Job 1
Show every line of the rows below that contains the word "landing", matching its case exactly.

Document passage
(begin)

Zaldy said that after eating lunch, Pepsi went upstairs to her room at about 12 P.M. She told the two aides not to wake her up and immediately locked herself in the room.
Pepsi’s boyfriend tried to call her at about 3 P.M. but got no response. Zaldy also knocked the door to no avail.
By the time her boyfriend arrived at 6 P.M. and destroyed the door after futile attempts to wake her up, Pepsi was already dead.
In her suicide note, Paloma is said to have written “This is a crazy planets“–a line immortalized by Lourd de Veyra’s blog of the same name.
In its 1985 report immediately following Paloma’s death, the Times Journal shed light on the specific details inside the actress’ diary:
The entries were written from April 26 to May 18
“I love yah…Ms. Pepsi Paloma….love always,” was written on the first page of the diary.
The next three pages contained a list of expenses–P2,000 for school accessories, notebooks (hs), pencil, scissor, paste, bag (hs), (silver swan); P 2,000 for the (g.olate and pert. set) dated May 25, dentist (w/ Tita Amphy), dated May 20; P2,000 for payment of the house; P250 for yaya of Chuck, dated May 22; P250 for maid. Also scribbled were the words “enrolment of Diane, Chris & George, Zaldy before June 85.”

(end)

Job 2
In the passage on Pepsi Paloma's death, between which dates were the diary entries written?

Excerpts from a detection dataset:

(begin)

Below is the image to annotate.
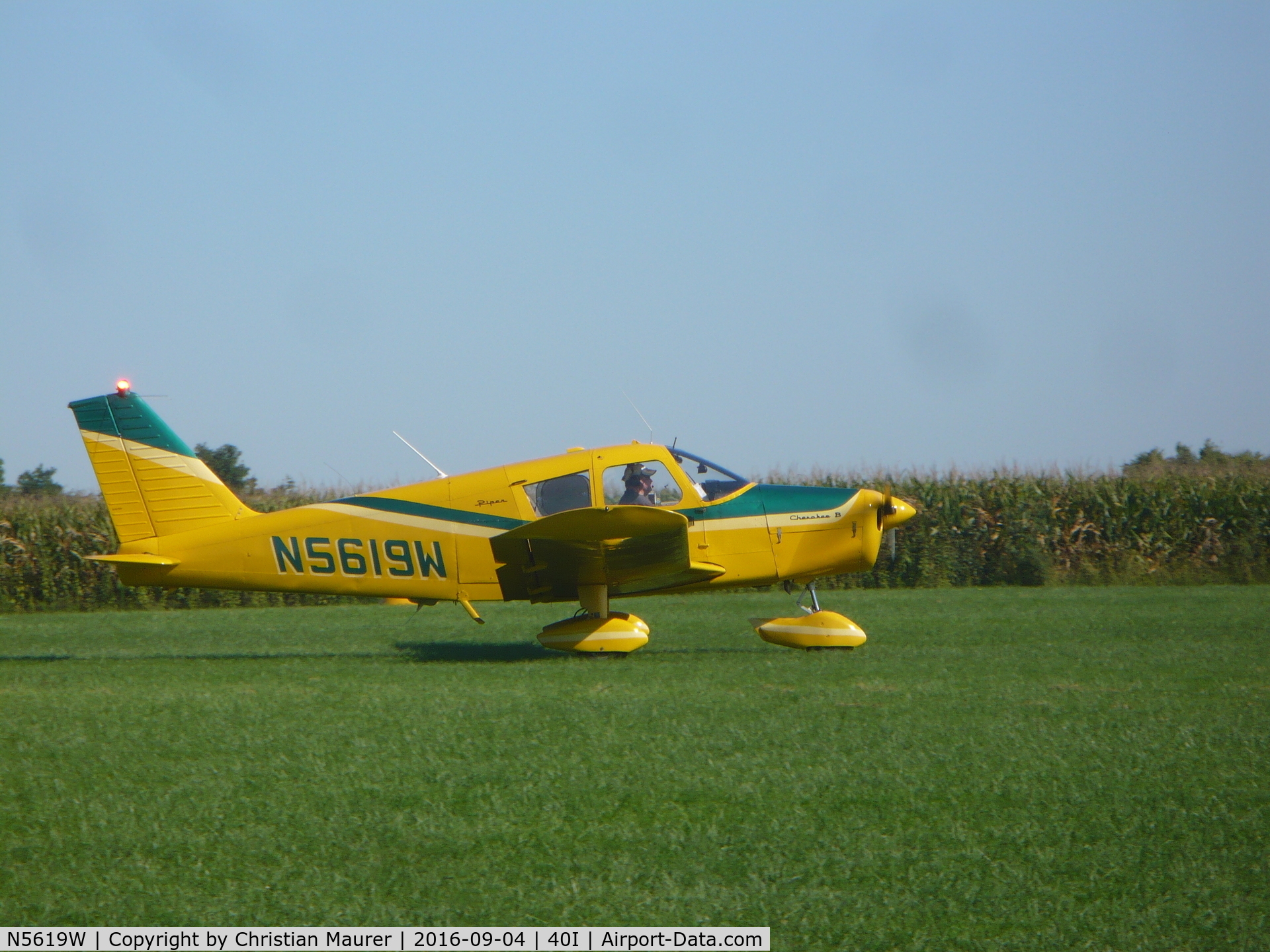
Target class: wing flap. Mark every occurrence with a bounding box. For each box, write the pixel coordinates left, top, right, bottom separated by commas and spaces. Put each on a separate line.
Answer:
84, 552, 181, 566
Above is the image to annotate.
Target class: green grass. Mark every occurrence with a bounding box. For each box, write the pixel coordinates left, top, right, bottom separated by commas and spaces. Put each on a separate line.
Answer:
0, 586, 1270, 949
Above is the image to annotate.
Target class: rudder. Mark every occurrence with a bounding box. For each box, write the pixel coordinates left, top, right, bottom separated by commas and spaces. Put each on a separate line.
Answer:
70, 392, 255, 542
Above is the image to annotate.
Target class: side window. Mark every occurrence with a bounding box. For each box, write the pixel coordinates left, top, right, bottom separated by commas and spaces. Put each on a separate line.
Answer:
525, 472, 591, 516
605, 459, 683, 505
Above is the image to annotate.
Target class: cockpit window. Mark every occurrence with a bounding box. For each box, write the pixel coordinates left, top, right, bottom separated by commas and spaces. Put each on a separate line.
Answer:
667, 447, 751, 502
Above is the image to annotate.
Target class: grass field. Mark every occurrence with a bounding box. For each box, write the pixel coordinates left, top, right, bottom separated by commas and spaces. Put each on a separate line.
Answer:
0, 586, 1270, 949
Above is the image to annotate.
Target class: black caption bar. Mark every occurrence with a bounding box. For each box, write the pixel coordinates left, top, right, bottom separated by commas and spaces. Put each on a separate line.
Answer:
0, 926, 772, 952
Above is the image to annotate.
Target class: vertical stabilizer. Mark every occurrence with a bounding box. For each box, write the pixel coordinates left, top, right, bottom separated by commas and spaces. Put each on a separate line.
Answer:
70, 392, 255, 542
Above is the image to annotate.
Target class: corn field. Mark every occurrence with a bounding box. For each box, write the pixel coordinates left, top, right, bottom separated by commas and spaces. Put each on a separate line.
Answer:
766, 472, 1270, 588
0, 490, 363, 612
0, 472, 1270, 612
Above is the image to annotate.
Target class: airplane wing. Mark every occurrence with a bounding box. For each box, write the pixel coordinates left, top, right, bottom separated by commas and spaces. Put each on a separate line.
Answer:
490, 505, 725, 602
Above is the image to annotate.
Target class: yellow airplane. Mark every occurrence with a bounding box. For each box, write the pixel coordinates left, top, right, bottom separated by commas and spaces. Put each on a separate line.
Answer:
70, 381, 914, 654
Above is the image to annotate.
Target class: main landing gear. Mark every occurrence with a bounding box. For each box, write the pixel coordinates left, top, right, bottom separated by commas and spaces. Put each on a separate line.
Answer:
538, 585, 648, 658
749, 579, 867, 651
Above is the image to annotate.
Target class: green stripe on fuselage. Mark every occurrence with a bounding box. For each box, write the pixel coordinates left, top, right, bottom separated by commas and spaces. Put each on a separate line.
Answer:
70, 393, 194, 456
678, 484, 859, 520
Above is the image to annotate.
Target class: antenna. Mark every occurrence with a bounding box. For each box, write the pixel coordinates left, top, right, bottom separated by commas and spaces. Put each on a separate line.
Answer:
392, 430, 448, 480
622, 389, 653, 443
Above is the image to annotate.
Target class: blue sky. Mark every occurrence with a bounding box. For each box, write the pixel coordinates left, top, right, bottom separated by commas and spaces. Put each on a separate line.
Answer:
0, 3, 1270, 489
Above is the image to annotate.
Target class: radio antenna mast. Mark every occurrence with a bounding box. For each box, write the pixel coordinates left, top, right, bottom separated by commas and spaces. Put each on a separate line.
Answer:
622, 389, 653, 443
392, 430, 448, 480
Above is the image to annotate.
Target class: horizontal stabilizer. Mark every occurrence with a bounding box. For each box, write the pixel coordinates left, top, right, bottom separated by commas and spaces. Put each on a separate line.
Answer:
84, 552, 181, 566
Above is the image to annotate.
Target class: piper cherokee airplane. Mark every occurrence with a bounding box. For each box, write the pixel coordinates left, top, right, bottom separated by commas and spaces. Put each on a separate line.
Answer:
70, 381, 914, 654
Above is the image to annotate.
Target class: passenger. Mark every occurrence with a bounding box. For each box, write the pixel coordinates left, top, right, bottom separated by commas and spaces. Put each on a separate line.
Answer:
617, 463, 657, 505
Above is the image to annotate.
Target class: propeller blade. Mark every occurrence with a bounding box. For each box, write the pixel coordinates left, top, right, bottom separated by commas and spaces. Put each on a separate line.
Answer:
878, 485, 896, 532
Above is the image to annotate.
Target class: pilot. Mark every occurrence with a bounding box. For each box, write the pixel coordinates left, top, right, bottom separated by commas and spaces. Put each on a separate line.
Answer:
617, 463, 657, 505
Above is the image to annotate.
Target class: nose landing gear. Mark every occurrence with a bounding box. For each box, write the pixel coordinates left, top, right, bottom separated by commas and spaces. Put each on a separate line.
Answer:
749, 579, 867, 651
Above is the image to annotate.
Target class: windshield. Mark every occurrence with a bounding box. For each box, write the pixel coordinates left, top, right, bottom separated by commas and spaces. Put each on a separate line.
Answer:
667, 447, 749, 502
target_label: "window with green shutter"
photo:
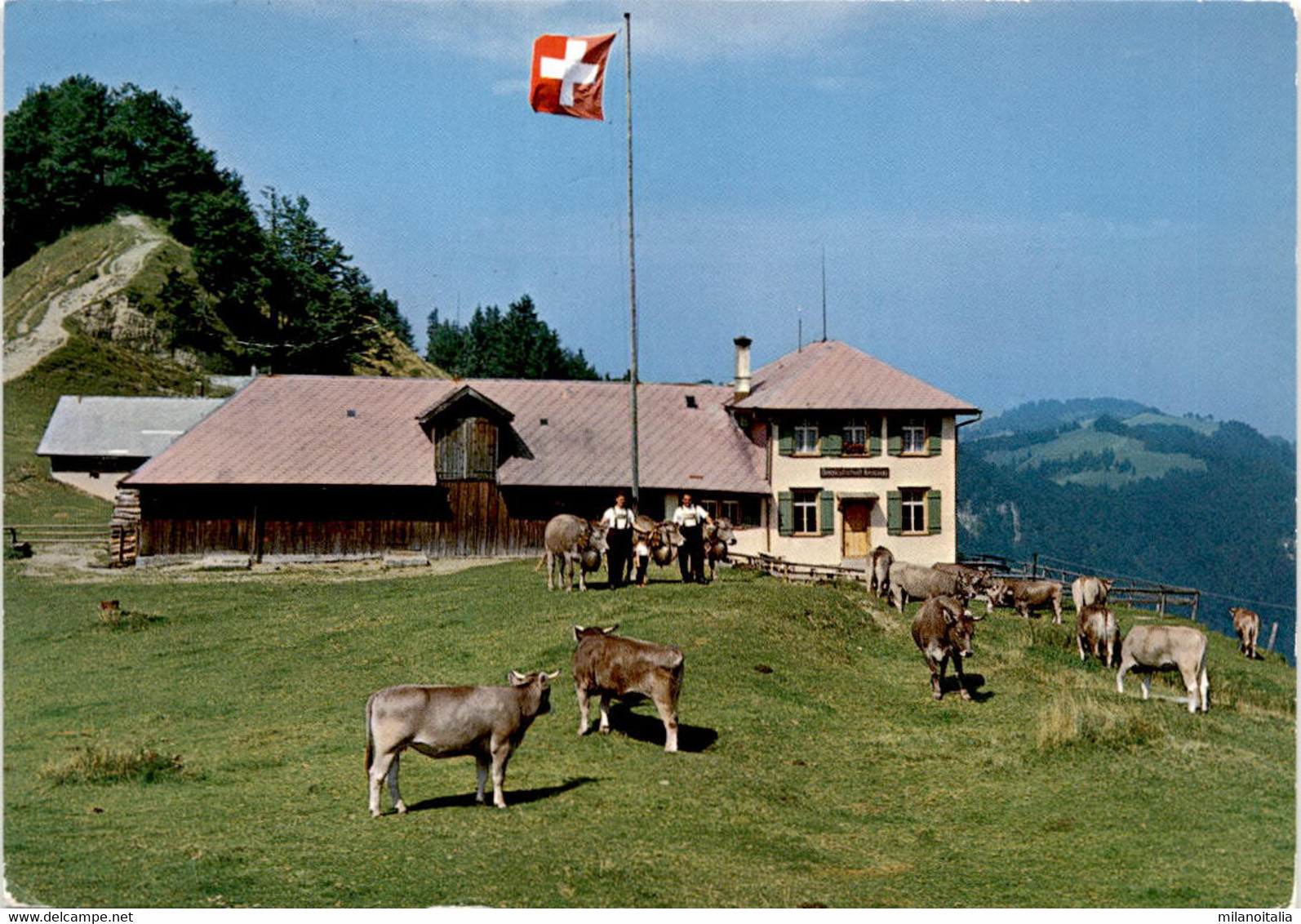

(end)

Final answer 1
Target class: main landing gear. Mark every occurrence with a bounding box. For each box, write the pixel coordinates left, top, right, bottom separated by commas and spaces. Put each on a separate line.
Target class: nose landing gear. Mark every occurrence with a bounding box. For each box, write the pixel coordinates left, top, right, bottom separated by commas and spaces. Put each on a separate line.

Final answer 2
April 26 to May 18